INSTRUCTIONS FOR THE TASK: Reproduce everything from the start of the items down to the line containing "[(230, 155)]", character for character. Leave the pictures out of your copy.
# # # # #
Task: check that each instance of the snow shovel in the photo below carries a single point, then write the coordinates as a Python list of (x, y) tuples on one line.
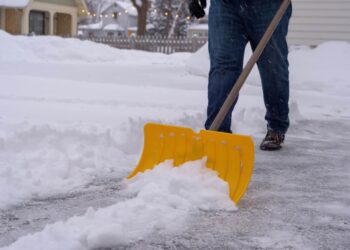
[(230, 155)]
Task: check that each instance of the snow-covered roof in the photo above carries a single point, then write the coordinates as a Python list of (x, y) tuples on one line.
[(14, 3), (123, 5), (92, 26), (113, 26)]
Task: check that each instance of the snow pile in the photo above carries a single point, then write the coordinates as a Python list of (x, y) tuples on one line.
[(39, 161), (324, 68), (67, 50), (163, 199)]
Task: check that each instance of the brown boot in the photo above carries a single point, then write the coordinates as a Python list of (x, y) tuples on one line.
[(272, 141)]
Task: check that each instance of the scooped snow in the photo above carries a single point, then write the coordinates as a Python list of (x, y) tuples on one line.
[(160, 201)]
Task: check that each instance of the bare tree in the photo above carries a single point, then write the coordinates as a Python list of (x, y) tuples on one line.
[(142, 9)]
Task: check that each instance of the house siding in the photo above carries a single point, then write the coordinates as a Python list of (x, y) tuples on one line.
[(59, 2), (317, 21)]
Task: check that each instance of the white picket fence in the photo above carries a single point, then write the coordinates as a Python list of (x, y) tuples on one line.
[(153, 44)]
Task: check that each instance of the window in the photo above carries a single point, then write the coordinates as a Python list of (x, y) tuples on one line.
[(37, 22)]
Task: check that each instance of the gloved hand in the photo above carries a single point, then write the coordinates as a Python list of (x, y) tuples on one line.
[(197, 8)]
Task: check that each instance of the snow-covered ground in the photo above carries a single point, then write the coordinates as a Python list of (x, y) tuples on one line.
[(71, 120)]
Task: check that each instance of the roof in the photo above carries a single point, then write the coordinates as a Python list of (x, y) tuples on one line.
[(126, 6), (92, 26), (14, 3)]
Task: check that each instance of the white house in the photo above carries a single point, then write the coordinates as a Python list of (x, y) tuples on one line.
[(117, 18), (317, 21), (42, 17), (313, 22)]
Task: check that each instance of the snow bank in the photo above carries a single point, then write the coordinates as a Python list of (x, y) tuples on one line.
[(162, 200), (67, 50), (39, 161), (324, 68)]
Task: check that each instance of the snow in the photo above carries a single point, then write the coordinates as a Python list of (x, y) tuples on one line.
[(160, 200), (14, 3), (124, 5), (71, 120), (113, 26), (198, 27)]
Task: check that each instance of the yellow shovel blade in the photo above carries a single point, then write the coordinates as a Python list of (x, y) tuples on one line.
[(231, 156)]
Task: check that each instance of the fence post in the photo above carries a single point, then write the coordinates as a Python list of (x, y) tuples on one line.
[(194, 44)]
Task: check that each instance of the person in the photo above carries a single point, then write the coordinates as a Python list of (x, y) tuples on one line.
[(232, 24)]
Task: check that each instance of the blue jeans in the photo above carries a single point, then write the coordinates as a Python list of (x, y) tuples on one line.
[(232, 24)]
# # # # #
FINISHED ANSWER:
Task: check that each instance of the snow shovel in the photo below carries a single point, then write the coordinates as a Python list of (x, y) tuples on one line.
[(230, 155)]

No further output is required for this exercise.